Copy the material below word for word.

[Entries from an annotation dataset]
================================

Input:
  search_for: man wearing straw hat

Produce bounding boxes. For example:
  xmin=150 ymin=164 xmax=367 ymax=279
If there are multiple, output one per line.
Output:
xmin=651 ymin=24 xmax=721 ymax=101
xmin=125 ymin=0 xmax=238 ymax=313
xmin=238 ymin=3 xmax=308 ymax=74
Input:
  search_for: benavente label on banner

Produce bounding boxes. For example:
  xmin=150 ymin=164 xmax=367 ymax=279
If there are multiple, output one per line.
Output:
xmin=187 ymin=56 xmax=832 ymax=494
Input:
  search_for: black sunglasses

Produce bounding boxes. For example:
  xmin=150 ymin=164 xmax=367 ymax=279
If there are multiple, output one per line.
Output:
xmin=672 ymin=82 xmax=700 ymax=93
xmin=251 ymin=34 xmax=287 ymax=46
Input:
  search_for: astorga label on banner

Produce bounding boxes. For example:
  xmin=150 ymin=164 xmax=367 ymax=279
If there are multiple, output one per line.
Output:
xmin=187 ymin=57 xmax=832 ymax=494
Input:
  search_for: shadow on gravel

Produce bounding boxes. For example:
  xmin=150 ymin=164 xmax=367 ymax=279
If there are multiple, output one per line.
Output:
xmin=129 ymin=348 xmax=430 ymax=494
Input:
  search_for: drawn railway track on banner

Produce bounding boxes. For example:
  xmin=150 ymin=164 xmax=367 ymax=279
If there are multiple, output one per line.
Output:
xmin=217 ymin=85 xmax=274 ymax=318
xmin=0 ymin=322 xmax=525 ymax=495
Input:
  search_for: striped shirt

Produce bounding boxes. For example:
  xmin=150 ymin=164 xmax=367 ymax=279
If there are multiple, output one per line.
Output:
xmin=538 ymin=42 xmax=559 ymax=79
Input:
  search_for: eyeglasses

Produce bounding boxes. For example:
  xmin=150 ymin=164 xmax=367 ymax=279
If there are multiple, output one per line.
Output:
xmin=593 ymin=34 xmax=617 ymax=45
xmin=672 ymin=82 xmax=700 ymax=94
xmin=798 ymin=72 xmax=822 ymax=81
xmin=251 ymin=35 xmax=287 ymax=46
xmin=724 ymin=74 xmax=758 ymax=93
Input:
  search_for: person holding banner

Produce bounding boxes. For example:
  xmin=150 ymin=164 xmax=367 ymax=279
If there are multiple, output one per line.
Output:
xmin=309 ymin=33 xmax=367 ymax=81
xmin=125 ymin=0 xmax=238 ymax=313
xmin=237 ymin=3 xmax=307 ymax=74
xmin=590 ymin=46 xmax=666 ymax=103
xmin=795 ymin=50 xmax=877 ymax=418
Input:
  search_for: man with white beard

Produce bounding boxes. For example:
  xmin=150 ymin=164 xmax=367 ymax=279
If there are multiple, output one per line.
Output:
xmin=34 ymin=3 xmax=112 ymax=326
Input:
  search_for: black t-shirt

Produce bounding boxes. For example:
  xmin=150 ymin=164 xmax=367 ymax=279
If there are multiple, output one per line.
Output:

================================

> SOLUTION TO THIS TASK:
Input:
  search_for: man wearing straw hat

Produce bounding boxes. For example:
  xmin=150 ymin=164 xmax=367 ymax=279
If there are multiple, output one per line.
Output:
xmin=651 ymin=24 xmax=721 ymax=101
xmin=125 ymin=0 xmax=238 ymax=313
xmin=238 ymin=3 xmax=308 ymax=74
Input:
  search_for: benavente label on banner

Produce bounding boxes. For example:
  xmin=150 ymin=164 xmax=367 ymax=279
If there are multiple, output one per line.
Output:
xmin=187 ymin=56 xmax=832 ymax=494
Input:
  search_for: black sunglasses

Produce bounding boxes. For example:
  xmin=150 ymin=164 xmax=367 ymax=279
If there are multiple, output one per line.
Output:
xmin=672 ymin=82 xmax=700 ymax=93
xmin=251 ymin=34 xmax=287 ymax=46
Input:
  search_for: astorga label on banner

Produce bounding boxes. For example:
  xmin=150 ymin=164 xmax=367 ymax=279
If there are multiple, output one per line.
Output:
xmin=187 ymin=57 xmax=832 ymax=494
Input:
  search_for: shadow on gravel

Produce bounding boxes. For example:
  xmin=150 ymin=164 xmax=367 ymax=279
If there are multiple, output one per line.
Output:
xmin=129 ymin=348 xmax=430 ymax=494
Input:
  search_for: drawn railway track on banner

Produce bounding boxes. For example:
  xmin=150 ymin=164 xmax=367 ymax=279
If there are multiple, output one per line.
Output:
xmin=217 ymin=85 xmax=274 ymax=318
xmin=0 ymin=322 xmax=525 ymax=495
Input:
  search_for: striped shirt

Produce bounding boxes. For example:
  xmin=150 ymin=164 xmax=367 ymax=279
If there are multiple, output one per line.
Output:
xmin=538 ymin=42 xmax=559 ymax=79
Input:
  search_for: eyeglasses

Produce bounding boxes. For example:
  xmin=150 ymin=164 xmax=367 ymax=279
If there are multiple, output one per line.
Output:
xmin=593 ymin=34 xmax=617 ymax=45
xmin=672 ymin=82 xmax=700 ymax=94
xmin=798 ymin=72 xmax=822 ymax=81
xmin=251 ymin=35 xmax=287 ymax=46
xmin=724 ymin=74 xmax=758 ymax=93
Input:
  search_for: person holding banner

Produce bounding boxes. For example:
  xmin=150 ymin=164 xmax=367 ymax=279
If there are multiple, output one per line.
Output:
xmin=309 ymin=33 xmax=367 ymax=81
xmin=125 ymin=0 xmax=238 ymax=313
xmin=237 ymin=3 xmax=307 ymax=74
xmin=590 ymin=46 xmax=666 ymax=103
xmin=795 ymin=50 xmax=877 ymax=418
Input:
  search_for: man with white beard

Produce bounding boxes. For example:
  xmin=150 ymin=164 xmax=367 ymax=279
If there are multiple, output one per line.
Output:
xmin=34 ymin=3 xmax=112 ymax=326
Input:
  search_for: black t-shirt

Produce bounding boxes. For example:
  xmin=150 ymin=164 xmax=367 ymax=279
If there are multiple, output one per line.
Output:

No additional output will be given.